RECORD LIST —
════

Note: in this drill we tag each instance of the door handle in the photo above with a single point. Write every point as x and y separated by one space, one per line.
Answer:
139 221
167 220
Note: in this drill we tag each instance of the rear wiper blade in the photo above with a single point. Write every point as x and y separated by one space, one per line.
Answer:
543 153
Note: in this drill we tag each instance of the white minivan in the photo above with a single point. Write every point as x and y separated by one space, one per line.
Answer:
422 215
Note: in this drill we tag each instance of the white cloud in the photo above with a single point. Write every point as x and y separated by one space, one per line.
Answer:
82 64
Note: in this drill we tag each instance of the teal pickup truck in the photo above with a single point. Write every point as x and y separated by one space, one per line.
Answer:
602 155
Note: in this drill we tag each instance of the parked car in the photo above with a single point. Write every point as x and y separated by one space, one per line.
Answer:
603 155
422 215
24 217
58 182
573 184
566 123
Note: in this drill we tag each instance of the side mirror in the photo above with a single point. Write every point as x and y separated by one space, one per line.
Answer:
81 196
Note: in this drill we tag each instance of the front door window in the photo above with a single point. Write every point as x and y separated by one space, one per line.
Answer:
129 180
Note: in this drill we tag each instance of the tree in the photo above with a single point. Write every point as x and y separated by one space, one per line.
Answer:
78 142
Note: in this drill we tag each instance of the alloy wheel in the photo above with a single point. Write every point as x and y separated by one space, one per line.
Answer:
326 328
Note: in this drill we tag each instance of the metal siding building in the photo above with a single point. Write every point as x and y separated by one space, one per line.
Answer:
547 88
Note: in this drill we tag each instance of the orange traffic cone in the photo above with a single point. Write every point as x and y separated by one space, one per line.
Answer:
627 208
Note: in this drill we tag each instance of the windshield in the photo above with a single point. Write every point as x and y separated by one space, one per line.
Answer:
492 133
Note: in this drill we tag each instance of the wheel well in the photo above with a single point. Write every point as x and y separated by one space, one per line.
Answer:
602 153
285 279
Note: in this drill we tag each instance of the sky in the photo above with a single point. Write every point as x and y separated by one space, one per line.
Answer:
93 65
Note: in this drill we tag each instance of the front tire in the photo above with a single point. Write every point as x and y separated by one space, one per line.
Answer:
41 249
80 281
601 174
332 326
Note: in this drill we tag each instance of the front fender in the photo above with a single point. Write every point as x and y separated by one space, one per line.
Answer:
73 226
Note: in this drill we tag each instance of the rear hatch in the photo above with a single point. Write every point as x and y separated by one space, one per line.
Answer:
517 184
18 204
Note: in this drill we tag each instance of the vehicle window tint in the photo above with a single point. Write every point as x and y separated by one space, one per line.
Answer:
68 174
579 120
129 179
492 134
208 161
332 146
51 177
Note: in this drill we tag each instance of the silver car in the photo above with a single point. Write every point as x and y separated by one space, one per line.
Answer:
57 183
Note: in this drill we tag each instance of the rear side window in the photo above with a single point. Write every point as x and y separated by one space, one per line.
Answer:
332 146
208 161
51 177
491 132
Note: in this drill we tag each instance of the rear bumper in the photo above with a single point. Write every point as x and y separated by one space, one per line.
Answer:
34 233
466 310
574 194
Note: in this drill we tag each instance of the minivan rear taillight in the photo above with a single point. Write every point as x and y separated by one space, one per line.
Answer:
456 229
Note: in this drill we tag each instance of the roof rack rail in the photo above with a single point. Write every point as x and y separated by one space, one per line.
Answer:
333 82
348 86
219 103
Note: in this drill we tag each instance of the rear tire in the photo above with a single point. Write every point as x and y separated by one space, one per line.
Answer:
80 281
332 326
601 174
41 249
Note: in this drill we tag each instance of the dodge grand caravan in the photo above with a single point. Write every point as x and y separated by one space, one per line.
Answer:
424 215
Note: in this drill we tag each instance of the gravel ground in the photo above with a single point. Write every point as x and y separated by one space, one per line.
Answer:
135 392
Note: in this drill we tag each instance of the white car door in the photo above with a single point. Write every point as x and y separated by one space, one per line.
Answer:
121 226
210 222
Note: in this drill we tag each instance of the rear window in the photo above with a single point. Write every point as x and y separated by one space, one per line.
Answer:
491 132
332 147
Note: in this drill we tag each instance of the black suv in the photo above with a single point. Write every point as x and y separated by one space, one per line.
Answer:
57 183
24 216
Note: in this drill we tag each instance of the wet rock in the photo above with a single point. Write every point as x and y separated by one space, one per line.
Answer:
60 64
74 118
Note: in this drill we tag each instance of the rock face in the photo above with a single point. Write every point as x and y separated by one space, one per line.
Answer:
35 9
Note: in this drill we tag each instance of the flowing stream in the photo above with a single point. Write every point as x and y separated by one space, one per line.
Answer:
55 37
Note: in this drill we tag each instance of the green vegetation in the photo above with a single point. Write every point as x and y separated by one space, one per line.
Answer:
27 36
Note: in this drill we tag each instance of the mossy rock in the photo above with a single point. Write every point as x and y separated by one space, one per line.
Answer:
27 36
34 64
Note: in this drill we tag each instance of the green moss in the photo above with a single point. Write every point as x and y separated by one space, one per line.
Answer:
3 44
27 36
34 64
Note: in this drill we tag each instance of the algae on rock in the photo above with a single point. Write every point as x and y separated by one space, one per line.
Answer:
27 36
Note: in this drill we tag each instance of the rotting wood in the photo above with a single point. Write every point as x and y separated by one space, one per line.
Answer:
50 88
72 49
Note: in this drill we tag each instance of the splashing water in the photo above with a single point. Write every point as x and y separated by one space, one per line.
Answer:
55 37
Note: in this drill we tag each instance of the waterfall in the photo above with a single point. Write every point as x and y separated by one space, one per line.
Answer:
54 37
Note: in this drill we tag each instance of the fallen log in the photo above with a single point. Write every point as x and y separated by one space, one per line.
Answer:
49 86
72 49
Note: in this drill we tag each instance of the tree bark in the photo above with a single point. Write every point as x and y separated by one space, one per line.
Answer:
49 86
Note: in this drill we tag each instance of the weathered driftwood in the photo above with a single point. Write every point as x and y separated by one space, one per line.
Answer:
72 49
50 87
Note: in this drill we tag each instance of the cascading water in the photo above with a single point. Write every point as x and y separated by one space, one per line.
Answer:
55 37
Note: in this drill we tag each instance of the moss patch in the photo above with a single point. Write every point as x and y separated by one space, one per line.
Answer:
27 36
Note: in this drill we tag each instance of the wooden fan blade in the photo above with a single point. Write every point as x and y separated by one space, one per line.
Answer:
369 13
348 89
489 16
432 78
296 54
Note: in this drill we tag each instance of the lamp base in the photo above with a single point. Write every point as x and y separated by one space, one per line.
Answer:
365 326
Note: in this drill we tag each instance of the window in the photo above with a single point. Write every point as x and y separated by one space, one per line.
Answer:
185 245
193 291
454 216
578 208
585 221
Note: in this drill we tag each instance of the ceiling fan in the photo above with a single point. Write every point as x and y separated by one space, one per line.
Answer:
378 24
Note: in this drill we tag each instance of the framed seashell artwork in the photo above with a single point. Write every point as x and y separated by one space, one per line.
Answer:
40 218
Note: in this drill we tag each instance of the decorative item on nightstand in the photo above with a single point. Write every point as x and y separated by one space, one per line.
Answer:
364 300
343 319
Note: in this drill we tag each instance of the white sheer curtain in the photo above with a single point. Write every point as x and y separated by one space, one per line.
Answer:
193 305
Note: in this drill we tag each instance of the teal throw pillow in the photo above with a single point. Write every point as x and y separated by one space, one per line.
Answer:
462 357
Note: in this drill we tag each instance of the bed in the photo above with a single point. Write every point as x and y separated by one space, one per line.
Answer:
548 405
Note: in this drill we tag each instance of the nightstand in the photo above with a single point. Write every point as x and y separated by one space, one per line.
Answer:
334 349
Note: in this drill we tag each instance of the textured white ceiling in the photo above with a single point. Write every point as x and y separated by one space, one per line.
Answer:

════

WHAT THIS TASK INVOLVES —
Find the line containing "Note: in this drill we tag each instance of the framed". Reproduce it exactly, along with every line after it through the last.

RESULT OF THE EXERCISE —
Note: in this drill we tag each instance of the framed seashell artwork in the photo above with a single point. Write every point as x and y separated by one space, one per line.
Answer:
40 218
Note: in this drill we tag each instance of the decorative item on nightstand in the photo above with a single point. Write every point as x and y separated by one space, one per line.
Answer:
364 300
343 319
Note: in this drill we tag each instance of the white sheer curtain in the photo above with a single point. Write every point as x and y separated by one space, one per line.
Answer:
193 305
Note: in this drill we tag each instance of the teal throw pillow in the photo above with a single point. Write every point as x and y separated by one space, one per line.
Answer:
462 357
Note: in this drill we tag each instance of the bed in the photo above with a single point. Write every point as x and y separated by one space, one per line.
Answer:
548 405
Note: in this drill we tag each instance of the nightstand in the photo above with a single point. Write every point as x and y separated by one space, one per line.
Answer:
334 349
Note: in this drill we tag each instance of the textured white ceiling in the photo above with a single point. Write every point as x and y separated by one space, one per line.
Answer:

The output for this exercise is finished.